++++ RECORD LIST

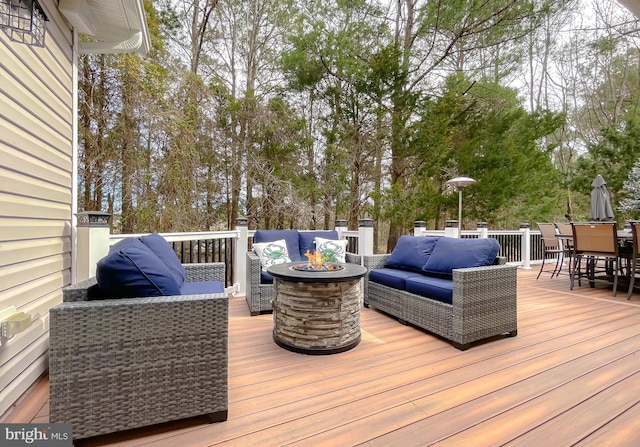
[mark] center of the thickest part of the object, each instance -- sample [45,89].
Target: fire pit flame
[316,263]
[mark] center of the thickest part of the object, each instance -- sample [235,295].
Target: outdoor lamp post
[459,183]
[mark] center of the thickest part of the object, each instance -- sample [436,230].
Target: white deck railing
[521,247]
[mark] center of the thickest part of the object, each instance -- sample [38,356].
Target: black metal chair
[551,248]
[597,245]
[634,257]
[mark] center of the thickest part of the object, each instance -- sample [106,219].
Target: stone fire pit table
[316,312]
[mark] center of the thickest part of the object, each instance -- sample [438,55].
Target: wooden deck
[571,377]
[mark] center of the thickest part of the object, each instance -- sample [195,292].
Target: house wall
[36,194]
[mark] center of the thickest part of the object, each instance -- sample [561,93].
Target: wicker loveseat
[122,363]
[462,305]
[260,289]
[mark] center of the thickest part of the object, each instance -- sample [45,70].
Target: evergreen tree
[631,203]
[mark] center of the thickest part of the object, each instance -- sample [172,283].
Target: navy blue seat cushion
[453,253]
[307,240]
[290,237]
[412,252]
[131,269]
[391,277]
[163,250]
[201,287]
[436,288]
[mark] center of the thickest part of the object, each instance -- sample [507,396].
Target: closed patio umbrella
[601,209]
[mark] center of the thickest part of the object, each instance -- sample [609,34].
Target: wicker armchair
[260,296]
[484,303]
[118,364]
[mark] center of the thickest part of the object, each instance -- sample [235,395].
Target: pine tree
[632,186]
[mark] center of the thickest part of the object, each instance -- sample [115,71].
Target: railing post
[341,227]
[451,228]
[240,259]
[483,229]
[526,245]
[93,242]
[365,237]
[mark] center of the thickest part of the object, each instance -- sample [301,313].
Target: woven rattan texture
[484,303]
[118,364]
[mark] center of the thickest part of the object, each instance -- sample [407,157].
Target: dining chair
[551,248]
[565,237]
[592,243]
[634,257]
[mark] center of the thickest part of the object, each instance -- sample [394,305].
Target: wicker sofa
[462,305]
[123,363]
[260,290]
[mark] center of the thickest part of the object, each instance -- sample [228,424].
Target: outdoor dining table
[625,251]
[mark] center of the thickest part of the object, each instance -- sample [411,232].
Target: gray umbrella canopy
[600,201]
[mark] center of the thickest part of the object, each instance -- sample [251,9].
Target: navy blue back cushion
[290,237]
[133,270]
[163,250]
[453,253]
[412,252]
[307,239]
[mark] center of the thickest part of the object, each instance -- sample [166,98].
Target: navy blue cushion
[265,278]
[412,252]
[201,287]
[391,277]
[307,240]
[131,269]
[453,253]
[290,237]
[440,289]
[163,250]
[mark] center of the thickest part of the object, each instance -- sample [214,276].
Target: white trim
[74,158]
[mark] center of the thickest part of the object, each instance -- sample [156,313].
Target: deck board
[571,375]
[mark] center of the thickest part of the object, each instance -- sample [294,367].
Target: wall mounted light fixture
[23,21]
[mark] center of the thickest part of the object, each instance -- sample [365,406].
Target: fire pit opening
[316,262]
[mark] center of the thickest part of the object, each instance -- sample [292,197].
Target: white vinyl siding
[36,128]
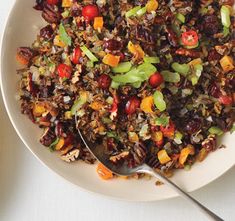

++++++++

WHAT THE EXERCISE ASKS >> Could you repeat every line above word for word, leaving the pictures out?

CORRECT RESULT >>
[mark] center of the thickest part of the object, each instance -- sample [45,89].
Target: fire pit flame
[316,263]
[mark] center of the thickest part of the object, each instance -- sample [235,295].
Target: outdoor lamp post
[459,183]
[mark] center of the thickest part of the object, each instance -- sample [436,230].
Target: white deck railing
[521,247]
[mark] center of the thickest part of the object, each instance -- sample [38,356].
Target: black metal chair
[551,248]
[597,245]
[634,257]
[mark] center of the thickest part of the object, each instance -- sample [106,219].
Target: stone fire pit table
[316,312]
[mark] center of the thickest part of the object, each instance -- sample [438,55].
Target: wooden deck
[571,377]
[mark] center of the thickest part of the object, each instance -- sample [195,292].
Target: house wall
[36,194]
[mark] center of the thickest part of the object, each instance -- sample [561,93].
Target: wicker loveseat
[122,363]
[462,305]
[260,289]
[mark] center of the thickest part of the object, each instance -- sample [45,70].
Target: evergreen tree
[631,203]
[mark] center of the thickest part of the object, each instance -- sample [172,283].
Target: navy blue seat cushion
[453,253]
[307,240]
[290,237]
[412,252]
[131,269]
[391,277]
[163,250]
[201,287]
[436,288]
[mark] center of the thickest part of the object, each instance -- sample [507,396].
Target: closed patio umbrella
[601,209]
[mark] center of the thickest part of the object, each instance -- sample [609,34].
Target: wicker armchair
[260,296]
[484,303]
[118,364]
[mark] center of the thickest part of the object, each instance -- sample [235,395].
Target: pine tree
[632,186]
[mark] center of the thickest part of the object, each instance -- sample [115,71].
Target: railing post
[341,227]
[451,228]
[240,259]
[483,229]
[526,245]
[93,242]
[365,237]
[mark] center of the thickest part of the object, each instance -- sample [301,313].
Target: woven rattan texture
[484,303]
[118,364]
[mark] center of the thickest part of the object, each instance -- sample [407,157].
Target: dining chair
[551,248]
[565,237]
[592,243]
[634,257]
[mark] center of the thickest part of the object, each instance -- sample [394,305].
Target: wicker sofa
[462,305]
[123,363]
[260,290]
[mark] center of the thickest part of the object, each instance -- sample [228,424].
Target: outdoor dining table
[625,251]
[mark] center of the thickest part of the object, each instance -- sample [411,232].
Target: gray umbrella canopy
[600,201]
[mark] center of the thickest part of the object, each instance -- sample [251,9].
Target: navy blue back cushion
[290,237]
[133,270]
[163,250]
[453,253]
[412,252]
[307,239]
[mark] center of the thickest part of the object, each instance -- sample [166,98].
Target: navy blue cushion
[265,278]
[412,252]
[201,287]
[391,277]
[307,240]
[131,269]
[453,253]
[290,237]
[440,289]
[163,250]
[mark] center of the thickest part of the object, each instance -- sample [214,276].
Target: white trim
[74,158]
[mark] center of the thickest part of the object, each instance -- sample [156,313].
Target: deck board
[571,375]
[mark] center of the thickest part of the object, each instance -- sample [294,367].
Target: wall mounted light fixture
[23,21]
[mark] center of the thickest part of the object, each instance -- sample [365,406].
Target: fire pit opening
[316,262]
[mark] center of the thickest part of the object, each instance -- sample [292,197].
Target: white vinyl siding
[36,128]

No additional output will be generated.